--- Required work ---
Omit every picture and output the rest of the records exactly as they are.

--- Input ---
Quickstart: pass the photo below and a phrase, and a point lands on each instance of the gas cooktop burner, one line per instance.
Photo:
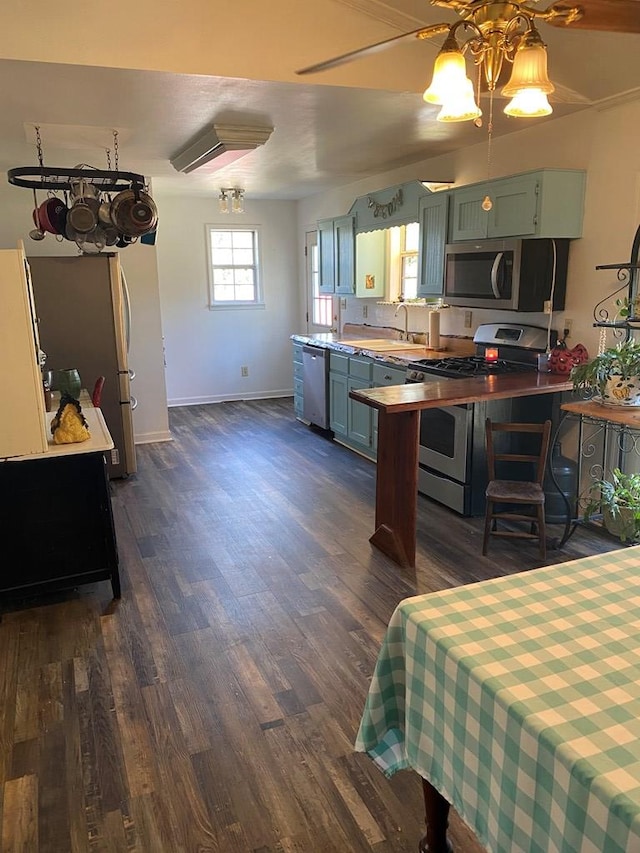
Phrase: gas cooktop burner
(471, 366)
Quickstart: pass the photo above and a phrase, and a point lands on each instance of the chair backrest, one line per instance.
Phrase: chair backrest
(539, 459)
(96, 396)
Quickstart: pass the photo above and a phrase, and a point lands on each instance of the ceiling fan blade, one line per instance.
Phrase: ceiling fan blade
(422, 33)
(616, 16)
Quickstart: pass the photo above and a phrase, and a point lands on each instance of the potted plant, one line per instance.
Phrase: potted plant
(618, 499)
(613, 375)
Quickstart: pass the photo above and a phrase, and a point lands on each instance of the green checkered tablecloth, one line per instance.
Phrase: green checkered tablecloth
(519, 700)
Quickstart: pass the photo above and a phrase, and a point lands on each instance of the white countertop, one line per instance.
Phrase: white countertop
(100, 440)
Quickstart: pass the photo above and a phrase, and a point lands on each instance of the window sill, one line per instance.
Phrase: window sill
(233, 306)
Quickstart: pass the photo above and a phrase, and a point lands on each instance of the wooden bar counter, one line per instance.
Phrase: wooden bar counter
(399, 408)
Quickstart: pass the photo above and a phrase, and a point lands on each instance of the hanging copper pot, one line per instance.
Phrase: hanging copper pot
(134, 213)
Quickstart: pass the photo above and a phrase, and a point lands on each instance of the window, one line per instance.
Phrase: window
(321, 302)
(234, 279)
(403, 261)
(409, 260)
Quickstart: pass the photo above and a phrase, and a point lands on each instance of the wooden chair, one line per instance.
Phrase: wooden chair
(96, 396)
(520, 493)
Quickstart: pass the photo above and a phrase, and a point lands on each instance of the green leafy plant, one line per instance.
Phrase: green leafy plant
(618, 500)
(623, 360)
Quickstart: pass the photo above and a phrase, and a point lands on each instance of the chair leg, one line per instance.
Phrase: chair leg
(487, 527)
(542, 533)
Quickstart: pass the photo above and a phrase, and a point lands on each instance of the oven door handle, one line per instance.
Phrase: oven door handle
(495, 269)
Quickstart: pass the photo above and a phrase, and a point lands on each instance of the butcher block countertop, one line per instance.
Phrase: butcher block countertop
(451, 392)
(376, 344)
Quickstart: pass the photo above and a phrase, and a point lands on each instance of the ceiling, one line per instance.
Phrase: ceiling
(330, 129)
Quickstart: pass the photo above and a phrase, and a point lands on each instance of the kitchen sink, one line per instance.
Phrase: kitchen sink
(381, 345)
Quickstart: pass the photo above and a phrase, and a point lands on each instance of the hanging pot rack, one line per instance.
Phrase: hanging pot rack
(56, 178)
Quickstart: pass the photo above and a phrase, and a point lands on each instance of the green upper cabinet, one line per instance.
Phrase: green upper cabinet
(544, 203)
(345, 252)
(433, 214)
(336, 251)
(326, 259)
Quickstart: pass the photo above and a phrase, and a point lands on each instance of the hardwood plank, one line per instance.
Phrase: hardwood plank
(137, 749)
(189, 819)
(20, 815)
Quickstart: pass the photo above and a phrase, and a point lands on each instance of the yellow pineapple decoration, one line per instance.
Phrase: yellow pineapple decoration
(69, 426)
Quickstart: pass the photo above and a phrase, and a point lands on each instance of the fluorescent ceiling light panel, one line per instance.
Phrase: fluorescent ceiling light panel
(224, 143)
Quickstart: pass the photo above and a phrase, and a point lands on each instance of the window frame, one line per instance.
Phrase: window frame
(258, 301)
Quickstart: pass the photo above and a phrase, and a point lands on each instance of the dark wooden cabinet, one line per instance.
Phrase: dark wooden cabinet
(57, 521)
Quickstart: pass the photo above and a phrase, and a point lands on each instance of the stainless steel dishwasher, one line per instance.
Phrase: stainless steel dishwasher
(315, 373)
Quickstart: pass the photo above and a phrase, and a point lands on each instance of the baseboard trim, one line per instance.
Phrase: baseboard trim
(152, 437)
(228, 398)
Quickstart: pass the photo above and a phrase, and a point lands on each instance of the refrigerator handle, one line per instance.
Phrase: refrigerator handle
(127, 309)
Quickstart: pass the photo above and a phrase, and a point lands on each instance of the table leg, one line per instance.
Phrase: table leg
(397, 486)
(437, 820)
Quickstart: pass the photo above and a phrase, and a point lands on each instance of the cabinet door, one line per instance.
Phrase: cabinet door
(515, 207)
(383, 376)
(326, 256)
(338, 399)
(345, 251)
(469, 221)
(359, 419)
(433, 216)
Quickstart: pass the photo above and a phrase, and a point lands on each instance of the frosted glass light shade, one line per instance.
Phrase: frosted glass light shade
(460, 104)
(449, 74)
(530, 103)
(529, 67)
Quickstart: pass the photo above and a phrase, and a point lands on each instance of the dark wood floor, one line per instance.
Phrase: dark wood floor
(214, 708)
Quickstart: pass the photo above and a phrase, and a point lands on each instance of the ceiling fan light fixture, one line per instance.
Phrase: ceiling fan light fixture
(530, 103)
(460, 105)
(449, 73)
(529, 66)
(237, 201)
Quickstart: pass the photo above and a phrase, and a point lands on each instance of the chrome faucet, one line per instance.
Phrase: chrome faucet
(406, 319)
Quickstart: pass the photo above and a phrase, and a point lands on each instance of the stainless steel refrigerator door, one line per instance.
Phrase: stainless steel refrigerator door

--- Written answer ---
Quickstart: pass the photo below and a phrase, and a point lands on each instance of the gas cooktop burner, one line per instance.
Photo:
Phrase: gas cooktop burner
(471, 366)
Quickstart: pass the photo above and a phrase, and a point lands on each instance of the chair backrest, one line per instance.
Phrase: chair backrest
(539, 459)
(96, 396)
Quickstart: pass the photo above and a phrase, and a point lands on each instance of the ceiling fan blade, one line per instance.
Phrase: ceiling fan blade
(422, 33)
(616, 16)
Quickstart: pass the photo above and a phrase, and a point lands on each instance of the potted plant, one line per instance.
Phrase: potted plant
(618, 499)
(613, 375)
Quickstart: pass the photo above and a phrase, and a point lands on each instance of the green checkered tablecloth, one line per instance.
Phrase: green checkered tablecloth
(519, 700)
Quickstart: pass the photo above and a phrase, and a point lands on each instance of the white countertop, one line per instance.
Phrase: white countertop
(100, 440)
Quickstart: pass the photo above and a phrase, and a point lands on each instance of the window sill, one line per instance.
Phrase: window sill
(233, 306)
Quickstart: pass the photo above and a phrase, and a point lands on each instance of the wooden bar counter, one line per instance.
Phrase: wooden bar counter
(399, 408)
Quickstart: pass the photo above and a phrase, and a point lands on each instance of the hanging copper pot, one line per instance.
Phrase: hanging copper pot
(134, 213)
Quickstart: pass the photo above and a phrase, and a point lands on each instance of the window, one line per instance.
Phrase: window
(321, 302)
(234, 279)
(403, 261)
(409, 260)
Quickstart: pass the photo above and a phrase, and a point lands on each instance of the wooden chair, one line per instance.
Phrase: wooden chair
(96, 396)
(520, 493)
Quickstart: pass the photo above and a phrase, and a point lands on each instance of the green leafy plant, one line per instance.
Phrase: green leafy plant
(618, 500)
(623, 360)
Quickstart: pass the photo above and a phrase, and a point lands on each instance of the chair leg, one line per instance.
Phrase: chair leg
(487, 527)
(542, 533)
Quickstart: pass the photo above and a phrase, and a point lands on each instance of the oven door handle, one line per instance.
Phrase: oven door handle
(495, 269)
Quickstart: pass the photo above and a phrase, and a point lands on each instance of the butcher block countertop, one line per instance.
Phrase: butcher block countertop
(451, 392)
(376, 344)
Quickstart: pass the photo above and a phrase, and a point lands on each instance of the ceiling, one line per instance.
Phrase: ceiling
(330, 129)
Quickstart: pass the photo above and a phrase, and a point lands on each instance of the kitchen sink, one line per instance.
Phrase: kitchen sink
(381, 345)
Quickstart: pass the photo above and a phrase, and a point lands on each instance of the hanging pot rack, one line per instance.
Phrase: hanging pot rack
(56, 178)
Quickstart: pass the photo above and a phrase, and a point lands on each instance of the green upper cabinet, one line per instance.
Phrase: green upper cabinet
(544, 203)
(345, 252)
(433, 214)
(336, 251)
(326, 259)
Quickstart: pass the photo above and a phrase, and a point lands on each instance of the hardwood plank, one line per instance.
Phrase: hardwood plank
(137, 749)
(189, 819)
(20, 815)
Quickstart: pass the photo above and a phrase, and a point lands on each instance of the yellow pineapple decoration, one line per instance.
Phrase: yellow pineapple decoration
(69, 426)
Quickstart: pass the photo above and a phrase, and a point lands on each instance of the fluorescent ceiling light panel, one line per instance.
Phrase: fluorescent ceiling light panel
(224, 143)
Quickstart: pass the photo above and a phrase, and a point lands on each instance of the window frame, one line per instance.
Phrase: window frame
(258, 301)
Quickstart: pass the photo above and a phrase, and a point lands on each instance of the dark wooden cabinet, one line per instance.
Phrase: dark wooden cabinet
(57, 521)
Quickstart: pass the photo above and a phrase, and a point lands on each instance of the stainless steel dishwasher, one line per instance.
Phrase: stainless steel dishwasher
(315, 373)
Quickstart: pass the photo above and a phrase, and a point lands on each instance of the baseboard trim, one line per instance.
Phrase: baseboard trim
(152, 437)
(228, 398)
Quickstart: pass the photo above and a phrase, and a point lands on each instance of the refrigerator handle, one line per instance.
Phrase: refrigerator handle
(127, 309)
Quickstart: pass the photo above and a phrase, and a point lands on each instance of the table leg, one line per instance.
Phrase: table leg
(397, 486)
(437, 820)
Quickstart: pass the photo above and a phrase, and a point lands on each instance of the cabinet door, one line per instance.
Phrase: cabinet door
(515, 207)
(383, 376)
(326, 256)
(338, 399)
(345, 251)
(469, 221)
(359, 419)
(433, 216)
Quickstart: pass the photo above and a phrase, and a point lands on each instance of the frosted glass light shade, one line per instance.
Phrase: frosted glass light shade
(460, 104)
(449, 74)
(530, 103)
(529, 67)
Quickstart: pass the photo above and a phrase, and a point lands on each instance of the dark wood floor, one line per instance.
Phrase: dark wood floor
(214, 708)
Quickstart: pass the photo above and a phrase, and a point lands on each instance of the ceiling fan light fixture, one line per instance.
Phrase: ceiling fan light fixture
(530, 103)
(460, 105)
(449, 73)
(529, 66)
(237, 201)
Quickstart: pass the photo above and a phrase, and a point lands on each instance of the chrome faucet, one line per instance.
Phrase: chrome faucet
(406, 319)
Quickstart: pass the photo above and a phrase, and a point lands on each instance of the stainless steel refrigerator door, one line per instance.
Phrase: stainless steel refrigerator door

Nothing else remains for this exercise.